_Records supplied_.
## START
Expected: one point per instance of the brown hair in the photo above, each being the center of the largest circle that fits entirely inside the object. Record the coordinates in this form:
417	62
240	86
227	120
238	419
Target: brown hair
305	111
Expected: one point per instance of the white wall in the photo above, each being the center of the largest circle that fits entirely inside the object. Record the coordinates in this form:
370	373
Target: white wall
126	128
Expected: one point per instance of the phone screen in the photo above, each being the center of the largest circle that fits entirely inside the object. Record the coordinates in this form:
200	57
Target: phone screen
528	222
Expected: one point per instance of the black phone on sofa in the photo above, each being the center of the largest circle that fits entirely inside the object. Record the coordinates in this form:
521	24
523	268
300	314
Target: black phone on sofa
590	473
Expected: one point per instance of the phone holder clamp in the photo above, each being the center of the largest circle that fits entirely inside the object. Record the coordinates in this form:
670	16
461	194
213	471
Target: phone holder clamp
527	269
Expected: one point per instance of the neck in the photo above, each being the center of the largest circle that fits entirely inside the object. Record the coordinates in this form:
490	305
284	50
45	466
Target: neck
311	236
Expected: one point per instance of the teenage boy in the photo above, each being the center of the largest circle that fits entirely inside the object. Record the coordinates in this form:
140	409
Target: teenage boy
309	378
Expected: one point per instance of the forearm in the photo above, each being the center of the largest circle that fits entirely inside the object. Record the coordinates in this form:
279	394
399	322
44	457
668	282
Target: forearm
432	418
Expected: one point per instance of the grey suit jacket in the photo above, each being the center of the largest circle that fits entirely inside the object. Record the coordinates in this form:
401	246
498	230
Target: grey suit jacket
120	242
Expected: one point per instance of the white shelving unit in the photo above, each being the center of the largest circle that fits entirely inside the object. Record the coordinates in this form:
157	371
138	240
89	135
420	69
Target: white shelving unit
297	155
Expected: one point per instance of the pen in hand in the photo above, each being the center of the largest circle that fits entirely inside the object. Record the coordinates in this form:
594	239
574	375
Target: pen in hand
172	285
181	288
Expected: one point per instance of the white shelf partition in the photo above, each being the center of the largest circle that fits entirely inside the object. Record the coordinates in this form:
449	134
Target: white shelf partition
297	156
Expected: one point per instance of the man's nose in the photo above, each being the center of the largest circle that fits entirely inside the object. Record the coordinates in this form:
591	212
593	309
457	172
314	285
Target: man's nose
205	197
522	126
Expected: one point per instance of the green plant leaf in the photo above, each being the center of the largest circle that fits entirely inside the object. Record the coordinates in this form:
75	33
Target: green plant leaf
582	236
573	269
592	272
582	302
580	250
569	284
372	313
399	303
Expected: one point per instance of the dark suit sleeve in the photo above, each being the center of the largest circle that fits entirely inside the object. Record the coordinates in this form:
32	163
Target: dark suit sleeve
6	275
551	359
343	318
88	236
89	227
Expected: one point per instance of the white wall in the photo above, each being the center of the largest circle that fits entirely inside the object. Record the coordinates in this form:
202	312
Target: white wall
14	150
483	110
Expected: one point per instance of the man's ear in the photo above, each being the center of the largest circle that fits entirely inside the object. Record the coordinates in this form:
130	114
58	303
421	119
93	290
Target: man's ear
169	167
## END
_The request_.
Reproduce the listing above line for line, without altering any character.

_Correct response_.
Expected: one point per instance of the brown hair in the photo above, each being the center of the largest circle that fits entirely inside the object. Record the coordinates in this form:
417	62
240	86
227	120
238	419
Target: brown hair
305	111
Expected: one point per instance of the white wall in the photo above, each being the center of the largest circle that fits entirely inside the object. Record the coordinates in this form:
370	373
Target: white wall
126	128
Expected: one point per instance of the phone screen in the photo above, each being the center of the largest circle that fits entirely inside the object. Record the coordinates in this form:
200	57
Target: phone screen
528	222
Expected: one point per instance of the black phone on sofa in the photo above, each being the center of the largest circle that fits entirely inside the object. Record the coordinates in this form:
521	24
523	268
300	314
Target: black phone on sofa
590	473
Expected: one point per instance of the phone holder clamp in the photo above, each being the center of the largest circle that fits entirely inside the object. Record the coordinates in this form:
670	16
461	194
213	471
Target: phone holder clamp
527	269
Expected: one point per instance of the neck in the photo above, each being the center of the largest circle that fits entirely inside the object. Record the coordinates in this form:
490	305
284	50
45	466
Target: neck
311	236
Expected: one point per instance of the teenage boy in the photo above, each being the center of the largest circle that fits entirely inside the object. Record the coordinates in this form:
140	409
Target: teenage boy
309	378
Expected: one point per instance of the forearm in the photo above, each being the center of the largest circle that fits entirely inside the object. Record the coordinates in this form:
279	394
399	322
44	457
668	282
Target: forearm
432	418
Expected: one point per instance of the grey suit jacket in the photo above, each being the center of the largest circle that fits entirely inside the object. Record the coordinates in this form:
401	246
498	230
Target: grey suit jacket
120	242
Expected: one point per instance of the white shelving unit in the photo above, each being the center of the largest circle that fits entirely inside the object. Record the coordinates in this form:
157	371
138	240
89	135
420	69
Target: white shelving unit
297	155
Expected: one point per instance of the pen in hand in the photo above, each being the center of the largest circle that fits entirely inside the object. Record the coordinates in this form:
594	239
574	375
Target: pen in hand
172	285
181	288
Expected: one point per instance of the white shelf partition in the photo above, each being the center of the largest circle that fits entirely inside the object. Record the coordinates in this form:
449	134
Target: white shelf partition
297	156
Expected: one point per instance of the man's nose in the photo above, each being the center of the largest circle that fits entirely inside the object. Record the coordinates in this form:
591	212
593	309
457	172
314	285
Target: man's nose
205	197
522	126
Expected: one point per instance of the green plant leaf in the photo above, each being the center of the largest circle that fits entirely inside the object. Record the coordinates in this form:
75	33
Target: green plant leaf
582	236
573	269
592	272
582	302
580	250
569	284
372	313
399	303
Expected: one point per instance of the dark suit sleeve in the photo above, each being the center of the largest circle that fits entirely inside the object. Record the coordinates in this form:
32	163
Target: dark suit sleeve
6	275
551	359
343	318
88	236
89	227
Expected: one point per instance of the white wall in the photo above, each being the center of the largest circle that fits entirely inside the object. Record the coordinates in this form:
202	312
Target: white wall
14	150
483	110
Expected: one point per instance of the man's ear in the photo above, each being the center of the largest circle that fits entirely inside the object. Record the coordinates in this form:
130	114
58	303
421	119
93	290
Target: man's ear
169	167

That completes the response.